*SOURCE EXCERPT:*
-------------------------

The new model is now available to customers via the Azure Cognitive Services Computer Vision offering, which is part of Azure AI, enabling developers to use this capability to improve accessibility in their own services. It also is being incorporated into Seeing AI and will start rolling out later this year in Microsoft Word and Outlook, for Windows and Mac, and PowerPoint for Windows, Mac and web.

Automatic image captioning helps all users access the important content in any image, from a photo returned as a search result to an image included in a presentation. A research breakthrough like this one can improve those results, although it doesn’t mean the system will return perfect results each time.

The use of image captioning to generate a photo description, known as alt text, in a web page or document is especially important for people who are blind or have low vision, noted Saqib Shaikh, a software engineering manager with Microsoft’s AI platform group in Redmond.

-------------------------

*SUPPLIED RECORDS:*

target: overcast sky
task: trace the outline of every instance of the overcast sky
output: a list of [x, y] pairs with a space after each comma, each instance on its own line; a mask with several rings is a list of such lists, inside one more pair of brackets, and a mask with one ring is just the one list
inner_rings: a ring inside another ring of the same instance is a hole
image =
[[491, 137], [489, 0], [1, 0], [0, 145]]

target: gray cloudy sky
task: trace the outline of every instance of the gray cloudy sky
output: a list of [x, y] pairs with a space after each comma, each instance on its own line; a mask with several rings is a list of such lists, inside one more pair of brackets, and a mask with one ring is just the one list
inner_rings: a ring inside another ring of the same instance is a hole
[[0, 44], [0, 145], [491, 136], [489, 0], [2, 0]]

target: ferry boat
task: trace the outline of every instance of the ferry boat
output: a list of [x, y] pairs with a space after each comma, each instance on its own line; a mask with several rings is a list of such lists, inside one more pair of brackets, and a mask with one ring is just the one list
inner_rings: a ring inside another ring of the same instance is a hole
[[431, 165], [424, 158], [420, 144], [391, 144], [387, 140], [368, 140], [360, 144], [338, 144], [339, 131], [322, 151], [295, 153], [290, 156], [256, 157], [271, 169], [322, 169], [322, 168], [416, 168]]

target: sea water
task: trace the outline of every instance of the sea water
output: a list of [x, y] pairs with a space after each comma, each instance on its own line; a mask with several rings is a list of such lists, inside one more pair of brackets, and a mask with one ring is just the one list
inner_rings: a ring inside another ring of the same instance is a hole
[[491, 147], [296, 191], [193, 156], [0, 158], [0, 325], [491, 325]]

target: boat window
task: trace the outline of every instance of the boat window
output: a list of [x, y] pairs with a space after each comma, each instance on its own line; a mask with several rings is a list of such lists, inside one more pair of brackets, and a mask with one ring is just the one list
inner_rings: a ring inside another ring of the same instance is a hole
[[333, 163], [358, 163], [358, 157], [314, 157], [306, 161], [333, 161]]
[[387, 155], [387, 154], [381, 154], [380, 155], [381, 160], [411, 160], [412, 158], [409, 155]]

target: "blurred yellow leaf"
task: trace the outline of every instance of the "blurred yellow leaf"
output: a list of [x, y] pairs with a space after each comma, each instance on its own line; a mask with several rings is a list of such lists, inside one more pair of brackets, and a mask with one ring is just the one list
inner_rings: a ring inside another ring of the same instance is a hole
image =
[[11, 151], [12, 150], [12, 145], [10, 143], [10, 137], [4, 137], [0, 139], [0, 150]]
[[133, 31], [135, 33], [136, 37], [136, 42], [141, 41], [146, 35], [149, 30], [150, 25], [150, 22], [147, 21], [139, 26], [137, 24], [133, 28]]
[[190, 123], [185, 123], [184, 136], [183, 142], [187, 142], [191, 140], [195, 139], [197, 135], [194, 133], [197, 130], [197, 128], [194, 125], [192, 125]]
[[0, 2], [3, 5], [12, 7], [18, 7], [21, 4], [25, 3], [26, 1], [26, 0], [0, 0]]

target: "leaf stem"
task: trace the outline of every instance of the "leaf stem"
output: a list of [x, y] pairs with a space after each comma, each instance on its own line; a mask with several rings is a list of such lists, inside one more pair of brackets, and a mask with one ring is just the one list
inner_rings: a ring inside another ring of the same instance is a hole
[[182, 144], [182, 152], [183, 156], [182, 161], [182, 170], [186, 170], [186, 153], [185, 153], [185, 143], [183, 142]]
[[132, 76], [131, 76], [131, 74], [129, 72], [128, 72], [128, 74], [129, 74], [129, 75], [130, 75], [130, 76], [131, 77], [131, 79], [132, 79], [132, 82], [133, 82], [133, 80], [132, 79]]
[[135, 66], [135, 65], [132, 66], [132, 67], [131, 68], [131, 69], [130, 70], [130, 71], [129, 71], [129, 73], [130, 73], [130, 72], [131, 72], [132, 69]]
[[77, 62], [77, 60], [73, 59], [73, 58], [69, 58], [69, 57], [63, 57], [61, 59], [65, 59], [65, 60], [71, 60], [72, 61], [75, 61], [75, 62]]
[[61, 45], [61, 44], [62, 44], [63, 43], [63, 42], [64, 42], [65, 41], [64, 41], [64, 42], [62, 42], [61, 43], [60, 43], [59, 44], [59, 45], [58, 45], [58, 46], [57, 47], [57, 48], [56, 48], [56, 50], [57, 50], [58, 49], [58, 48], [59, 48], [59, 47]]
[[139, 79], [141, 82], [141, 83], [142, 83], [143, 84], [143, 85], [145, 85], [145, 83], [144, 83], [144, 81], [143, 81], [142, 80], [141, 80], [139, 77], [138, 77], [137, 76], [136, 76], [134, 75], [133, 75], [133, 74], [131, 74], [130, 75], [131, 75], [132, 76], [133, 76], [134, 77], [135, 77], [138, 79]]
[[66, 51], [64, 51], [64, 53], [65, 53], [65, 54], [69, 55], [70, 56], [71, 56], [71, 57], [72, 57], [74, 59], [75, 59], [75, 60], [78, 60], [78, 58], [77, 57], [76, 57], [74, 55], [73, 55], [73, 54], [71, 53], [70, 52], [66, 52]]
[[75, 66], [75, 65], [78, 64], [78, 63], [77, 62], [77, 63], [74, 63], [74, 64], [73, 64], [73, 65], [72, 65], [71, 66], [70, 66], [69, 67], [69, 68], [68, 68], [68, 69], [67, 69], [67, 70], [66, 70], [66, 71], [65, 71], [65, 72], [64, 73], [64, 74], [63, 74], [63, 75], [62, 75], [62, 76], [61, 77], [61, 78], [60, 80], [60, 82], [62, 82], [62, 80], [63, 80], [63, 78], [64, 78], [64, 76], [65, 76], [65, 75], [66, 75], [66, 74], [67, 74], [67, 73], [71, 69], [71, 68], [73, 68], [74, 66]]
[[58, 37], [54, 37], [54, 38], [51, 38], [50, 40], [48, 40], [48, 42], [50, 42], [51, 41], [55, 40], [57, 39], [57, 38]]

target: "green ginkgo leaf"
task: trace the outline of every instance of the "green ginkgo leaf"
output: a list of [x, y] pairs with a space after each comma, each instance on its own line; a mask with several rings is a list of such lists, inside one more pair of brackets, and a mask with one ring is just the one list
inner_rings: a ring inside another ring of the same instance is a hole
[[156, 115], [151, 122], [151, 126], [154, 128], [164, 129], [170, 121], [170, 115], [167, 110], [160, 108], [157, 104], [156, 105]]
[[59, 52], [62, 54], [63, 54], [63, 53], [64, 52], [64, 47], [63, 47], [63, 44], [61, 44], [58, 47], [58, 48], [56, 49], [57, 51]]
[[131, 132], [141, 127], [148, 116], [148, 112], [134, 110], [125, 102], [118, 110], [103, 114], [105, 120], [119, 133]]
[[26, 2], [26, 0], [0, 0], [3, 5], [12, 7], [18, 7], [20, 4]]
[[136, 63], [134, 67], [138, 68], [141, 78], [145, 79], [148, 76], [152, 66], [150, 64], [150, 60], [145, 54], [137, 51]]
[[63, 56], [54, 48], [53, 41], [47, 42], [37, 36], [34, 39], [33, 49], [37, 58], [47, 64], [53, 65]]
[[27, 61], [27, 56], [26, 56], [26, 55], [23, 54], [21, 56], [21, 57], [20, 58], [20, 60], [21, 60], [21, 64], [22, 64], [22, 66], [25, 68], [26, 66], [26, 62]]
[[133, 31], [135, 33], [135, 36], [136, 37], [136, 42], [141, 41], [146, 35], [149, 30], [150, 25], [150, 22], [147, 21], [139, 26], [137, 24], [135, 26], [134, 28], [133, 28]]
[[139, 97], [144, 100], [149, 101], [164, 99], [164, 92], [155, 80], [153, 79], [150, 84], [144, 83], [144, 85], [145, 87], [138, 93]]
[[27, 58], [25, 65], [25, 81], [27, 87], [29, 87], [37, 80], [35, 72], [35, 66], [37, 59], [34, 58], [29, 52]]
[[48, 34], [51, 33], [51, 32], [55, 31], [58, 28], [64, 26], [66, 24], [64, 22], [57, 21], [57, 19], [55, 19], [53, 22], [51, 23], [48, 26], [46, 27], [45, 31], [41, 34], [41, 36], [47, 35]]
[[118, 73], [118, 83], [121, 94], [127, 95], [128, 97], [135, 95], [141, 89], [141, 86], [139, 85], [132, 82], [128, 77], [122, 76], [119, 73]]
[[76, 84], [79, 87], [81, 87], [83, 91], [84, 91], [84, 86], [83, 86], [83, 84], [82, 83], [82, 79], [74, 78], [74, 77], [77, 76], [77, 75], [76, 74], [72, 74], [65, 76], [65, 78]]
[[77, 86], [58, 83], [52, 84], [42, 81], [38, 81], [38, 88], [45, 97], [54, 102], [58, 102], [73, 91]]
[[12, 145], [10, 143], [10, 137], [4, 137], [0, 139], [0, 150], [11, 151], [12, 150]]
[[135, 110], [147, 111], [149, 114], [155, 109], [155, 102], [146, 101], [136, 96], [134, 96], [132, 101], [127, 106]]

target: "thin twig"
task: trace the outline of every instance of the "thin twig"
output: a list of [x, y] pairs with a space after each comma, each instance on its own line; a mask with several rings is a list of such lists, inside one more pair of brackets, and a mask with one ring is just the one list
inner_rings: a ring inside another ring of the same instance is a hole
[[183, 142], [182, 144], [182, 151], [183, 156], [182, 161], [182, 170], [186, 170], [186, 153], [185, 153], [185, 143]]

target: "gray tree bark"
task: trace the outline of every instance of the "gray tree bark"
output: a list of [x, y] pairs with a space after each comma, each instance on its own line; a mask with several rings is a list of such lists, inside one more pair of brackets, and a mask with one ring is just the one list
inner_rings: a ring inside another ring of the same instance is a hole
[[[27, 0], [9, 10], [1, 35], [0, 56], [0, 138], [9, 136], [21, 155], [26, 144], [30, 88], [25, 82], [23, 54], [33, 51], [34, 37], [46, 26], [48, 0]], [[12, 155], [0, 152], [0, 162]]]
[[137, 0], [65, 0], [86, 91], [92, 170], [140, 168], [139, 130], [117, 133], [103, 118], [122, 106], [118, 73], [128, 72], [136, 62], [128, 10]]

-------------------------

*GIVEN EXERCISE 1:* Can you write out the records again, starting at their first line and ending at the line that contains "[[0, 44], [0, 145], [491, 136], [489, 0], [2, 0]]", with the requests included and every coordinate in the answers multiplied by 1.05 and rounded to a whole number, halves rounded up?
*GIVEN EXERCISE 2:* What comes next in the passage on automatic image captioning? Continue it from where it stops.

*EXERCISE RESULT 1:*
target: overcast sky
task: trace the outline of every instance of the overcast sky
output: a list of [x, y] pairs with a space after each comma, each instance on its own line; a mask with several rings is a list of such lists, inside one more pair of brackets, and a mask with one ring is just the one list
inner_rings: a ring inside another ring of the same instance is a hole
image =
[[516, 144], [513, 0], [1, 0], [0, 152]]

target: gray cloudy sky
task: trace the outline of every instance of the gray cloudy sky
output: a list of [x, y] pairs with a space after each comma, each instance on its own line; a mask with several rings is a list of such lists, inside one more pair of brackets, and a mask with one ring is just the one list
inner_rings: a ring inside another ring of the same instance is a hole
[[0, 46], [0, 152], [516, 143], [513, 0], [2, 0]]

*EXERCISE RESULT 2:*
For example, his team is using the improved image captioning capability in the Seeing AI talking camera app for people who are blind or have low vision. The app uses image captioning to describe photos, including those from social media apps.

“Ideally, everyone would include alt text for all images in documents, on the web, in social media – as this enables people who are blind to access the content and participate in the conversation. But, alas, people don’t,” Shaikh said. “So, there are several apps that use image captioning as way to fill in alt text when it’s missing.”